Point annotation rows
---*---
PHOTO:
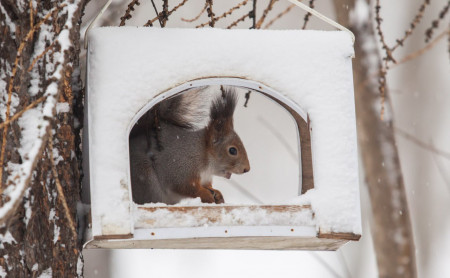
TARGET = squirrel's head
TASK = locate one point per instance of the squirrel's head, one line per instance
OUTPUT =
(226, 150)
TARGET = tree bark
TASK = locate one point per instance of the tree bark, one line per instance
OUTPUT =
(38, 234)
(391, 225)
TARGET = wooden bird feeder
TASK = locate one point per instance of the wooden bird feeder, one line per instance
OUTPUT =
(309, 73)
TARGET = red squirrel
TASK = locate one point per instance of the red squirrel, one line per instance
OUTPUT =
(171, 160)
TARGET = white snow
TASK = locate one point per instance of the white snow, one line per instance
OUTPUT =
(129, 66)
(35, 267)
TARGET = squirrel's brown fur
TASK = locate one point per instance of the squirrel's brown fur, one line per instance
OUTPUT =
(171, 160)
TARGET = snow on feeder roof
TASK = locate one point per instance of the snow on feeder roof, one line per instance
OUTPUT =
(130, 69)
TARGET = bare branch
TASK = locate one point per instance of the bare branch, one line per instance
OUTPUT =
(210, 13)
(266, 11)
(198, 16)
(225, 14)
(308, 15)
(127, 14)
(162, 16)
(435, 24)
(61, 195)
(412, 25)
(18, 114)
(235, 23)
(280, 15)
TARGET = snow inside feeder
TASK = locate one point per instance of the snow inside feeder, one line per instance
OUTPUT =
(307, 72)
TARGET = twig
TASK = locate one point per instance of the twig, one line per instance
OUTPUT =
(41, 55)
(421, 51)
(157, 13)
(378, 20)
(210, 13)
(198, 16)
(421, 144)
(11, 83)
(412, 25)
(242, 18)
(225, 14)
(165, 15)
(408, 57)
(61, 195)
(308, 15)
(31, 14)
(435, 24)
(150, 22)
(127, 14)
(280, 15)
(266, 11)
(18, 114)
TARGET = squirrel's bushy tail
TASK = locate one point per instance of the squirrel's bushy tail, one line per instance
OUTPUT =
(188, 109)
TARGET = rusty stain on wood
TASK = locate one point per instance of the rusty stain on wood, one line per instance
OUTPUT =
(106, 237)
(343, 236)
---*---
Copy out all the rows above with "locate" swapped for "mark" everywhere it appears, leaving everything else unchanged, and leave the pictures out of your answer.

## [REPLY TO THE TASK]
PHOTO:
TARGET = squirrel's head
TASK = mark one point per instance of the squirrel's head, one line per instance
OUTPUT =
(226, 150)
TARGET = tree bark
TASK = mark one point per instance of the tree bark, one line per instance
OUTPUT =
(38, 234)
(391, 225)
TARGET = wooden bird feeder
TASK = mark one point per instance of the wooden bird feeder, one line per instance
OUTPUT =
(309, 73)
TARGET = red squirrel
TASK = mark one point per instance of the red squirrel, one line per instance
OUTPUT =
(171, 160)
TARGET = white snow
TASK = mark one point per instance of the white snow, one line per instance
OUTPUT =
(129, 66)
(35, 267)
TARGET = squirrel's brown fur
TASK = mark one point per instance of the squirrel's brown fur, one line per instance
OUTPUT =
(171, 160)
TARGET = snow on feeder roof
TASK = mark one point per instance of the snow on feeder roof, one line per instance
OUTPUT =
(130, 69)
TARGET = bare branch
TASK = mark one point per instance of the bare branch, one line per instance
OUTPUT =
(210, 13)
(266, 11)
(198, 16)
(225, 14)
(308, 15)
(127, 14)
(162, 16)
(435, 24)
(61, 195)
(412, 25)
(18, 114)
(235, 23)
(280, 15)
TARGET = snow inside feeder
TASK = mark one point per instance of the snow inside feeder, one line per instance
OUTPUT =
(307, 72)
TARGET = twig
TASK = mark one point per instance of the twig, one line per instance
OUTPUT =
(41, 55)
(421, 51)
(157, 13)
(378, 20)
(210, 13)
(198, 16)
(421, 144)
(11, 83)
(412, 25)
(242, 18)
(225, 14)
(165, 15)
(408, 57)
(61, 195)
(308, 15)
(31, 14)
(435, 24)
(150, 22)
(127, 14)
(280, 15)
(266, 11)
(18, 114)
TARGET = squirrel's bushy tail
TASK = mark one point per instance of the squirrel's bushy tail, one line per instance
OUTPUT =
(188, 109)
TARGET = rusty stain on wood
TASK = mark one point per instance of the rusty stain on wood, one line per instance
OUTPUT =
(106, 237)
(343, 236)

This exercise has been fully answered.